__EXERCISE BRIEF__: Extend the Achilles tendon passage below, starting right after its final sentence.

__TEXT__:
+===+
Physically active middle-aged males are the most likely to report Achilles tendon pain. Roughly 89 percent of Achilles injuries are sustained by men between the ages of 30 and 50. However, tendinopathy can occur in both sexes, active and sedentary. Twenty-four percent of athletes and about 50 percent of runners develop Achilles tendinopathy at some point.

Anatomy and Function of the Achilles Tendon

As the largest and thickest tendon in your body, the Achilles tendon plays an important role in your lower kinetic chain, enabling you to walk, run, jump and rebound with forceful power. During walking, the Achilles can handle stress loads of almost four times the body weight, and eight times or more of the body weight during running.
+===+
__Dataset entries__:

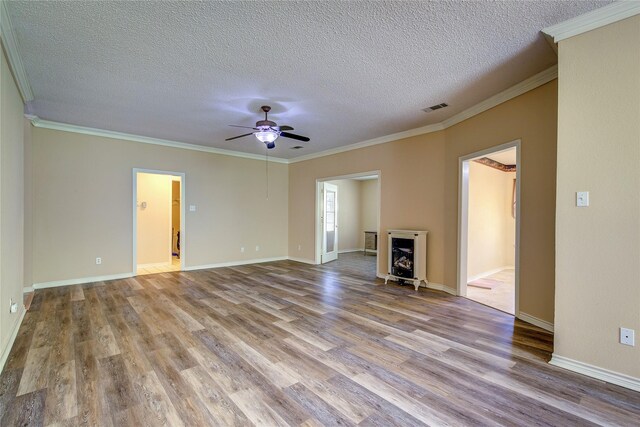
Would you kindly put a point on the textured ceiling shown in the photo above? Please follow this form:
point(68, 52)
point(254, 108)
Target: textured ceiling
point(338, 72)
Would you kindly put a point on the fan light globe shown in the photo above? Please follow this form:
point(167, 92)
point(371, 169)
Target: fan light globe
point(266, 136)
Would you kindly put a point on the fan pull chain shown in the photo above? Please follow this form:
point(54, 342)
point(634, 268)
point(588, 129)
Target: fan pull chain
point(267, 171)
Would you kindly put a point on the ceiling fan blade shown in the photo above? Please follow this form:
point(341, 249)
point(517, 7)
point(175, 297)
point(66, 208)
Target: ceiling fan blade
point(239, 136)
point(294, 136)
point(245, 127)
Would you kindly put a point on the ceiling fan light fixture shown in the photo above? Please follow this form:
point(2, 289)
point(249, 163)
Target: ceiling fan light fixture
point(266, 136)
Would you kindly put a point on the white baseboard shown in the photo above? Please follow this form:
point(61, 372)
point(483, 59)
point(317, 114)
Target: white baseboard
point(302, 260)
point(154, 264)
point(547, 326)
point(345, 251)
point(234, 263)
point(489, 273)
point(14, 334)
point(429, 285)
point(80, 281)
point(606, 375)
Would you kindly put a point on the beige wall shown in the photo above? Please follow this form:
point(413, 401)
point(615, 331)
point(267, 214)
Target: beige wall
point(369, 208)
point(411, 174)
point(83, 202)
point(598, 247)
point(11, 205)
point(419, 189)
point(531, 118)
point(154, 219)
point(491, 225)
point(175, 213)
point(348, 213)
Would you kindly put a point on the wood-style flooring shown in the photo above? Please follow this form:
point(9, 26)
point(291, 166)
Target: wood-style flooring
point(285, 343)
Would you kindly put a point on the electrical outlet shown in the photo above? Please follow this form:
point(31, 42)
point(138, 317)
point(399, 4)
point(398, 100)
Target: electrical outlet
point(627, 337)
point(582, 199)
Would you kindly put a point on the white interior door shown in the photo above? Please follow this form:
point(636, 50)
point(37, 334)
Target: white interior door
point(329, 222)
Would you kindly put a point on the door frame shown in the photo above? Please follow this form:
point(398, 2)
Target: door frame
point(463, 216)
point(319, 202)
point(183, 219)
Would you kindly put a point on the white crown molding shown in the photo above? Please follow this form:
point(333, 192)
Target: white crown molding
point(46, 124)
point(612, 377)
point(10, 44)
point(14, 334)
point(368, 143)
point(606, 15)
point(80, 281)
point(504, 96)
point(543, 324)
point(525, 86)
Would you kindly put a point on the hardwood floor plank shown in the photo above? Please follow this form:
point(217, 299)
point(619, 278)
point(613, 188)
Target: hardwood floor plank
point(285, 343)
point(36, 371)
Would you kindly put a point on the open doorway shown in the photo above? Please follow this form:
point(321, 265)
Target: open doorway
point(158, 221)
point(489, 227)
point(347, 218)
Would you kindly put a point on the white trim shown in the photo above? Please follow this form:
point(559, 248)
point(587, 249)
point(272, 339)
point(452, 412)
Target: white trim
point(606, 15)
point(183, 219)
point(80, 281)
point(302, 260)
point(318, 207)
point(154, 264)
point(346, 251)
point(235, 263)
point(46, 124)
point(463, 216)
point(547, 326)
point(14, 334)
point(490, 272)
point(525, 86)
point(10, 43)
point(529, 84)
point(368, 143)
point(606, 375)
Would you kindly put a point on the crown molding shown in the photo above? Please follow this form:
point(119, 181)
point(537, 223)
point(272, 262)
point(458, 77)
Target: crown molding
point(514, 91)
point(368, 143)
point(46, 124)
point(10, 43)
point(504, 96)
point(606, 15)
point(525, 86)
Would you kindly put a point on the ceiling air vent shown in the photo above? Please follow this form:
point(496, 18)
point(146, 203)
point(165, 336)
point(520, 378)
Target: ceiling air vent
point(435, 107)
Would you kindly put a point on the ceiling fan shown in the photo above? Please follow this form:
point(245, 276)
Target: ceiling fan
point(268, 131)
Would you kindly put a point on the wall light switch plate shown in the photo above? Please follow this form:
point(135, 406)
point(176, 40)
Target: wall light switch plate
point(627, 337)
point(582, 199)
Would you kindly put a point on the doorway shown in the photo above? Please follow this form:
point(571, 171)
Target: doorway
point(489, 224)
point(347, 218)
point(158, 221)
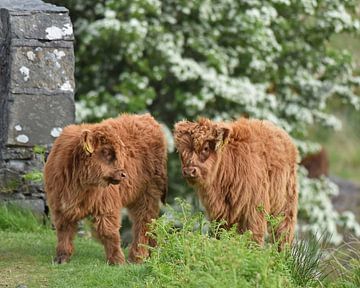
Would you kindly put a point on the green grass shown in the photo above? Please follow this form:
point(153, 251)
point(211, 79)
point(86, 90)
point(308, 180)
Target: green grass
point(191, 252)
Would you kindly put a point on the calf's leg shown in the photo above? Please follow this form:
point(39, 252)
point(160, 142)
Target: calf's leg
point(141, 215)
point(107, 228)
point(65, 231)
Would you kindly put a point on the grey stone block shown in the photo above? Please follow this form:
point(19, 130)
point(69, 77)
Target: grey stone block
point(37, 69)
point(30, 5)
point(41, 123)
point(44, 26)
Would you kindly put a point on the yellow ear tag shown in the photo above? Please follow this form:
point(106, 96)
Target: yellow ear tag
point(220, 145)
point(88, 148)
+===+
__RESPONSE TO THIS TASK__:
The tendon is formed where the powerful calf muscles, the gastrocnemius and the soleus, merge at the base of the lower leg, connecting them to the heel bone. The Achilles tendon works with the muscles of the calf to plantar flex the foot at the ankle, pointing the toes downward. The Achilles tendon has poor blood supply, mostly coming from the posterior tibial artery.

Symptoms of Achilles Tendinopathy

Achilles tendinopathy typically falls under one of two categories:

  • Noninsertional Achilles tendinopathy occurs in the middle portion of the tendon, and is more commonly seen in younger active patients.
  • Insertional Achilles tendinopathy occurs where the tendon inserts into the heel bone, and may occur in anyone, even physically inactive people. It is most often associated with long-term overuse in middle-aged runners.

The main symptoms of Achilles tendinopathy are pain felt behind the heel at the back of the ankle when walking or running, and pain and stiffness upon waking after sleep.

Causes of Achilles Tendinopathy

When demands placed on the Achilles tendon exceed its capacity to meet them, tendinopathy occurs. It may result from a single incident of acute trauma, but more often than not, it results from repetitive microtrauma, where the breakdown of tendon tissue worsens over time.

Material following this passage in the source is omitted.